### Reading text:

NoArk is a research project exploring the taxonomical crisis that is presented by life forms created through biotechnology. NoArk takes form as an experimental vessel designed to maintain and grow a mass of living cells and tissues that originated from a number of different organisms. This vessel serves as a surrogate body to the collection of living fragments, and is a tangible as well as symbolic ‘craft’ for observing and understanding a biology that combines the familiar with the other.
As opposed to classical methodologies of collection, categorization and display that are seen in Natural History museums, contemporary biological research is focused around manipulation and hybridization, and rarely takes a public form.
To create NoArk we used cellular stock taken from tissue banks, laboratories, museums and other collections. NoArk contains a chimerical ‘blob’ made out of modified living fragments of a number of different organisms, living, in a techno-scientific body. In a sense, we are making a unified collection of unclassifiable sub-organisms.
Like the cabinets of curiosity that preceded the natural history museum’s refined taxonomy so we hope that NoArk will be a symbolic precursor to a new way of approaching the made nature.
NoArk, received second prize in the prestigious international competition VIDA 10.0, rewarding excellence in artistic creativity utilising new technologies and artificial life. A pioneering award in this field, this is the first time VIDA awarded a prize to a work based on biotechnology rather than electronics.

### Provided information:
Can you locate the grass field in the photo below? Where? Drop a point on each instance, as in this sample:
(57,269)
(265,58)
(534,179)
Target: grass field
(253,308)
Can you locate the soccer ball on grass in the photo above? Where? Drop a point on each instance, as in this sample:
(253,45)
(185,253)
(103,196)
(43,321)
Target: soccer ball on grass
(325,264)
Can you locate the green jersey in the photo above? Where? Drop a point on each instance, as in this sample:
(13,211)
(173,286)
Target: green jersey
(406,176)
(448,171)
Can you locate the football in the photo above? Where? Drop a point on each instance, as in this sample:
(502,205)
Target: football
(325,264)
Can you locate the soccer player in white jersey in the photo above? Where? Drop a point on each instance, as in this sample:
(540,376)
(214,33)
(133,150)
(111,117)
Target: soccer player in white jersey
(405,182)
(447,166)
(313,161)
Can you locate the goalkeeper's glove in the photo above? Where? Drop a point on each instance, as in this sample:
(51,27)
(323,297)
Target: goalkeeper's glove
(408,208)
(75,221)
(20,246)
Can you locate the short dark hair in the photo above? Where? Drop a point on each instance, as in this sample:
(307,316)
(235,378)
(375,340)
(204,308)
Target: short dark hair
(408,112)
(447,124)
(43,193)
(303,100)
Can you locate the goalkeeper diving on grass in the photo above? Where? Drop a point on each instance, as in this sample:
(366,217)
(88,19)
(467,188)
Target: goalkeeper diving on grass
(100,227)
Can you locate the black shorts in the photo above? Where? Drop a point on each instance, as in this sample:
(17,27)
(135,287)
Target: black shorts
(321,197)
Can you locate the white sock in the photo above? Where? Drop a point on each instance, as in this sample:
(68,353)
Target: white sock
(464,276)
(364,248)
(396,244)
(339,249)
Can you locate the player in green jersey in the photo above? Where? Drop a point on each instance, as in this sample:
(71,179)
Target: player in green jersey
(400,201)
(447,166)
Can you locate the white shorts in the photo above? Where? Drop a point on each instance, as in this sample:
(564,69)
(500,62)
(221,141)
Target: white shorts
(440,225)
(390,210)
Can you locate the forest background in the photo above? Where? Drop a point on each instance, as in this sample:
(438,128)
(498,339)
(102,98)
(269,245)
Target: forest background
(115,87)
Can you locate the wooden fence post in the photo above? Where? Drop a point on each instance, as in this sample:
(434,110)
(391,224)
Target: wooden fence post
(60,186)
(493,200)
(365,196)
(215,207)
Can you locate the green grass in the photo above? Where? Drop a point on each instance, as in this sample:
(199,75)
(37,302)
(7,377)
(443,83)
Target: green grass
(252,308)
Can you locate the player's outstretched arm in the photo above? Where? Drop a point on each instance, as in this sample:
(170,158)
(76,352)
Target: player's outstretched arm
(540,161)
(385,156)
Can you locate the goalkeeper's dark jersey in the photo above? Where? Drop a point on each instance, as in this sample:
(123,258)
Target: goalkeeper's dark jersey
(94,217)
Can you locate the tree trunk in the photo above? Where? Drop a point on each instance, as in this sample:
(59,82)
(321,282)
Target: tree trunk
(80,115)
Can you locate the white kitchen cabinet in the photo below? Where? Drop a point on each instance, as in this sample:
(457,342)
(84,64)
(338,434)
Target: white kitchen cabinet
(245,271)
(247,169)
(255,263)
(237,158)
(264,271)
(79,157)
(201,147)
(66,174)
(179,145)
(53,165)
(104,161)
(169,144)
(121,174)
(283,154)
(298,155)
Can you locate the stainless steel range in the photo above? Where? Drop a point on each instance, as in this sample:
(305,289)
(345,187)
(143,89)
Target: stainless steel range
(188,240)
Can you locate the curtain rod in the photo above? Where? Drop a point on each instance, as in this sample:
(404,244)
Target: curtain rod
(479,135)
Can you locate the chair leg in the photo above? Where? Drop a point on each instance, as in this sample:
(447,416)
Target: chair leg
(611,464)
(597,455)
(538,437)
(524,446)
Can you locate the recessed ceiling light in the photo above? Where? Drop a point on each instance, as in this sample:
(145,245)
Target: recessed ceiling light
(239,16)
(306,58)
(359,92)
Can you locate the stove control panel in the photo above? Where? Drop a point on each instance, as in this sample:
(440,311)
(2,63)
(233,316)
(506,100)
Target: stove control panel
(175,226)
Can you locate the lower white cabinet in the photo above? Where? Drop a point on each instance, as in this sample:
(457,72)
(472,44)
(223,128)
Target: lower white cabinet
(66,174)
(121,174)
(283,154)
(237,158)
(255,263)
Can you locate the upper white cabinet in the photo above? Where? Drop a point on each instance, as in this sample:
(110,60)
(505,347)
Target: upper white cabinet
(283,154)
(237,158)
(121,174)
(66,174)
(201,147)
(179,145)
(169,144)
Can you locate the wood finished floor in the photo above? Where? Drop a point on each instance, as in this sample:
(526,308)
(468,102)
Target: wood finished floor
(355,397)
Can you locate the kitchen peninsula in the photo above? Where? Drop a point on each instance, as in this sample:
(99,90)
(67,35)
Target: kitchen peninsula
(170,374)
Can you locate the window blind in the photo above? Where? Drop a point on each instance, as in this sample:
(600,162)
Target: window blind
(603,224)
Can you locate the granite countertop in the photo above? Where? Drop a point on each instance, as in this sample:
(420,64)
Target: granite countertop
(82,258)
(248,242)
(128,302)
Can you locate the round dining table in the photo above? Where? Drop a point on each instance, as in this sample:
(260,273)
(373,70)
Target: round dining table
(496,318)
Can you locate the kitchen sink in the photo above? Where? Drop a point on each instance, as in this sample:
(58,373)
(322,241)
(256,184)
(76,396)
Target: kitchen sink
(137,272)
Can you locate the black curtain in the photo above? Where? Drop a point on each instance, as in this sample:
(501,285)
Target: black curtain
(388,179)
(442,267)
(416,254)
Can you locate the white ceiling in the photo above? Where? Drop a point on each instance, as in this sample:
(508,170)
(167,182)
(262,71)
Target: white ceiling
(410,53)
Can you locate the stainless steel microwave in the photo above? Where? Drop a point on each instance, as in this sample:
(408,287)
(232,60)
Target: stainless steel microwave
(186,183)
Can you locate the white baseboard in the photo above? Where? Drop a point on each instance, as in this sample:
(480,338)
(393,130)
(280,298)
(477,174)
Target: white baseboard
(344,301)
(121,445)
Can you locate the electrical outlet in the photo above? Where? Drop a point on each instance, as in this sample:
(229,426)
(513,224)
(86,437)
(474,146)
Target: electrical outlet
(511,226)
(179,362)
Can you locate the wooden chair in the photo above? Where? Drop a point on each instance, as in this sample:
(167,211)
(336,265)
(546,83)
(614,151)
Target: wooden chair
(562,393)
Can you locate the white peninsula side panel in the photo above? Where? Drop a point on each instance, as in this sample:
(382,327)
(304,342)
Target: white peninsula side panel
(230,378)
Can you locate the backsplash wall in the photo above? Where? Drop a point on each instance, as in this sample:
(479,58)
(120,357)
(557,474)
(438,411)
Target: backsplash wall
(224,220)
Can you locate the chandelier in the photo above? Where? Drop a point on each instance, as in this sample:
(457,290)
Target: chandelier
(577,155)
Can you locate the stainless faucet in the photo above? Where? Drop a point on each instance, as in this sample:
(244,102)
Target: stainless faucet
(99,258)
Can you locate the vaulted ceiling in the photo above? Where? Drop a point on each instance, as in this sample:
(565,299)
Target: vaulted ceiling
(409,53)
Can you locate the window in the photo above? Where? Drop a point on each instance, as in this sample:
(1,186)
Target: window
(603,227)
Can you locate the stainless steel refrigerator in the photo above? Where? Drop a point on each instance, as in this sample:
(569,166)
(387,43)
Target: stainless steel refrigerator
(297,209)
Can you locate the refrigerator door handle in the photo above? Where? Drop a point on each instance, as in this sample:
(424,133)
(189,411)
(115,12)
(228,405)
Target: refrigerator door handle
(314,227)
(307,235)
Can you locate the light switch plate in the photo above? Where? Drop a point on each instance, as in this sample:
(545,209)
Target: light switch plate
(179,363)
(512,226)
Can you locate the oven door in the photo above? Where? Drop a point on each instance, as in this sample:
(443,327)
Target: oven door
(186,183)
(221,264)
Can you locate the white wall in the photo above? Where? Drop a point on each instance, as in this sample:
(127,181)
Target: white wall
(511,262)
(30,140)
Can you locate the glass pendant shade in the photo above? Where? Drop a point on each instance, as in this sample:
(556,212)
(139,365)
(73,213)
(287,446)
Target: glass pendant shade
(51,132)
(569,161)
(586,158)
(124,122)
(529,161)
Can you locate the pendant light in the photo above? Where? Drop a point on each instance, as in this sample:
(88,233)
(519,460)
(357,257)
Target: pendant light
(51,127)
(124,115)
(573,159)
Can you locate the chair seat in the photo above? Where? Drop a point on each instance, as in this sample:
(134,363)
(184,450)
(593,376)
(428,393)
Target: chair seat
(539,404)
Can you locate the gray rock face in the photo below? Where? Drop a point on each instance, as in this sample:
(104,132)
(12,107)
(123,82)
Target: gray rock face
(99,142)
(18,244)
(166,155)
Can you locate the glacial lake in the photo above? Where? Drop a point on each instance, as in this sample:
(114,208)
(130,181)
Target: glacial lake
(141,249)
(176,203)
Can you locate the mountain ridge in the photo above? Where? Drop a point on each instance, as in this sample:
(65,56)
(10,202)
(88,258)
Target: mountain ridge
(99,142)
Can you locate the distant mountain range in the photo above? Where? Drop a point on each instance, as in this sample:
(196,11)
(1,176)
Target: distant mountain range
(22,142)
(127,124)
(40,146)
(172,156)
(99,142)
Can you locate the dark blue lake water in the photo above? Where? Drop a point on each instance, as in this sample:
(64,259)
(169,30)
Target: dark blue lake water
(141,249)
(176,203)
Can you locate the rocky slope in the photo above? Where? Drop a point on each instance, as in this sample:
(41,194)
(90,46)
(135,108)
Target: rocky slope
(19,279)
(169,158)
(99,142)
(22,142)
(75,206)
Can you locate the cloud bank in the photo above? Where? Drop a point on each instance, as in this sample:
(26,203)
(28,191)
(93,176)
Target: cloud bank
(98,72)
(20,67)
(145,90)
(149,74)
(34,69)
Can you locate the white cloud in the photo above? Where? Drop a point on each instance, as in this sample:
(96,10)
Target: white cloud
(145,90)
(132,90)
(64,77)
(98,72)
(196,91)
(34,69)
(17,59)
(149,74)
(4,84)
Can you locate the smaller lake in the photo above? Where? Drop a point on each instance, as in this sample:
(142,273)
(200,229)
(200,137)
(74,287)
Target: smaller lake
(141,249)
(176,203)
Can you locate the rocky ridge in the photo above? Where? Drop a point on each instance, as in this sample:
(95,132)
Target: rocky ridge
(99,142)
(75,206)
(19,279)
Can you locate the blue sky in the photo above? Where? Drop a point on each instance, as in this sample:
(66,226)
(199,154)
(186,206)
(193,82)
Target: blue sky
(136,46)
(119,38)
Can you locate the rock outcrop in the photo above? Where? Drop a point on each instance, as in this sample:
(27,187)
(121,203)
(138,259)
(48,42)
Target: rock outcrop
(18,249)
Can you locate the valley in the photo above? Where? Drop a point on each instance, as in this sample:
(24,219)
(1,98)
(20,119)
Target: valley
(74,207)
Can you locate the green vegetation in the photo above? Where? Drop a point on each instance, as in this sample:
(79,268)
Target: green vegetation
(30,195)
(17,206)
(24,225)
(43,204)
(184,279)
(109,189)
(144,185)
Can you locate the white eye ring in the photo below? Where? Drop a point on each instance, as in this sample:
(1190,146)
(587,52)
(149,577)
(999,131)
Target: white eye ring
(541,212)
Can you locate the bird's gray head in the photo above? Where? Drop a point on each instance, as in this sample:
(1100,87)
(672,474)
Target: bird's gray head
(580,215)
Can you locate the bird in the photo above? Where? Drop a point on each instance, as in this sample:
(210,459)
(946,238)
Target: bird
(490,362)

### What you need to do:
a. Transcribe the passage of the NoArk text between "To create NoArk" and "of unclassifiable sub-organisms.", inclusive.
b. Answer these questions from the NoArk text:
(i) From what sources was the cellular stock used to create NoArk taken?
(ii) What prize did NoArk receive, and in which competition?
(iii) What preceded the natural history museum's refined taxonomy?

### Numbered answers:
a.
To create NoArk we used cellular stock taken from tissue banks, laboratories, museums and other collections. NoArk contains a chimerical ‘blob’ made out of modified living fragments of a number of different organisms, living, in a techno-scientific body. In a sense, we are making a unified collection of unclassifiable sub-organisms.

b.
(i) Tissue banks, laboratories, museums and other collections.
(ii) Second prize in the international competition VIDA 10.0.
(iii) The cabinets of curiosity.